Your objective — Transcribe the records below line by line, exactly as they read.

======== Records shown ========

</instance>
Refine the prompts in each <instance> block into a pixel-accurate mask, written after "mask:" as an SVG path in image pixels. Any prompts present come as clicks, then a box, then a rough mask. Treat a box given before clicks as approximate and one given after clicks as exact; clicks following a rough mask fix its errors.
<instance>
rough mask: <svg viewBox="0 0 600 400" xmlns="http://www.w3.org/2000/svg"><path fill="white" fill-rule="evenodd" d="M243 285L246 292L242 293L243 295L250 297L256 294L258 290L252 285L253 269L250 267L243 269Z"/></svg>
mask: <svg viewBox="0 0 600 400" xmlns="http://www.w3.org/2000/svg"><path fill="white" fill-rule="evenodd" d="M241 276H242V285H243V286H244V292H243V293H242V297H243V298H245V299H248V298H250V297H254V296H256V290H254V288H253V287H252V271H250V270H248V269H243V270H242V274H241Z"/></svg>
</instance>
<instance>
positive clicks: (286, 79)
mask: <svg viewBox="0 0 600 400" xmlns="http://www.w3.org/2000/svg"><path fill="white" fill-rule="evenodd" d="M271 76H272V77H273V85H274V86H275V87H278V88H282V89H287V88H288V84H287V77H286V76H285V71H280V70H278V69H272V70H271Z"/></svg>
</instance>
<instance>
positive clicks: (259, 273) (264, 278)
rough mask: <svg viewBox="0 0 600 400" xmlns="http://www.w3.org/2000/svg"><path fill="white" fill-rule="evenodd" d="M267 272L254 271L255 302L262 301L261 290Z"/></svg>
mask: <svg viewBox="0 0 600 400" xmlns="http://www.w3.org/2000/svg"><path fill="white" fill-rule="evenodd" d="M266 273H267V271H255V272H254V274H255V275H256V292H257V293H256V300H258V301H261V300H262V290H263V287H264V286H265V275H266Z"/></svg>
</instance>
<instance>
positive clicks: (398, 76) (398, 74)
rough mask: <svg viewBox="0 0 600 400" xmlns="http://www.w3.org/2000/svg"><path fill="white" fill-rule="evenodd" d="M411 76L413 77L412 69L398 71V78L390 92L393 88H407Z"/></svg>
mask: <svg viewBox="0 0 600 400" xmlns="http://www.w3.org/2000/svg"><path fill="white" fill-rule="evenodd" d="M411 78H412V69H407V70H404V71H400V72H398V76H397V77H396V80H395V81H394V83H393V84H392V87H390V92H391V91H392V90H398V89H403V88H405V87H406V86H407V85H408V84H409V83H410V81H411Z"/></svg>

========

Exercise answer —
</instance>
Refine the prompts in each <instance> block into a pixel-accurate mask, written after "mask:" as an SVG path in image pixels. Any prompts present come as clicks, then a box, then a rough mask. Treat a box given before clicks as approximate and one given after clicks as exact; clicks following a rough mask fix its errors.
<instance>
rough mask: <svg viewBox="0 0 600 400" xmlns="http://www.w3.org/2000/svg"><path fill="white" fill-rule="evenodd" d="M243 285L246 292L242 293L243 295L250 297L256 294L258 290L252 285L253 269L250 267L243 269Z"/></svg>
mask: <svg viewBox="0 0 600 400" xmlns="http://www.w3.org/2000/svg"><path fill="white" fill-rule="evenodd" d="M241 276H242V285H243V286H244V292H243V293H242V297H243V298H245V299H248V298H250V297H254V296H256V290H254V288H253V287H252V271H250V270H248V269H243V270H242V274H241Z"/></svg>
</instance>
<instance>
positive clicks: (286, 79)
mask: <svg viewBox="0 0 600 400" xmlns="http://www.w3.org/2000/svg"><path fill="white" fill-rule="evenodd" d="M271 76H272V77H273V85H274V86H275V87H278V88H282V89H287V88H288V84H287V77H286V76H285V71H280V70H278V69H272V70H271Z"/></svg>
</instance>
<instance>
positive clicks: (259, 273) (264, 278)
rough mask: <svg viewBox="0 0 600 400" xmlns="http://www.w3.org/2000/svg"><path fill="white" fill-rule="evenodd" d="M267 272L254 271L255 302L262 301L261 290Z"/></svg>
mask: <svg viewBox="0 0 600 400" xmlns="http://www.w3.org/2000/svg"><path fill="white" fill-rule="evenodd" d="M266 273H267V271H255V272H254V274H255V275H256V292H257V293H256V300H258V301H261V300H262V290H263V287H264V286H265V275H266Z"/></svg>
</instance>
<instance>
positive clicks: (398, 76) (398, 74)
rough mask: <svg viewBox="0 0 600 400" xmlns="http://www.w3.org/2000/svg"><path fill="white" fill-rule="evenodd" d="M411 76L413 77L412 69L398 71V78L390 92L393 88H407Z"/></svg>
mask: <svg viewBox="0 0 600 400" xmlns="http://www.w3.org/2000/svg"><path fill="white" fill-rule="evenodd" d="M411 78H412V69H407V70H404V71H400V72H398V76H397V77H396V80H395V81H394V83H393V84H392V87H390V92H391V91H392V90H398V89H403V88H405V87H406V86H407V85H408V84H409V83H410V81H411Z"/></svg>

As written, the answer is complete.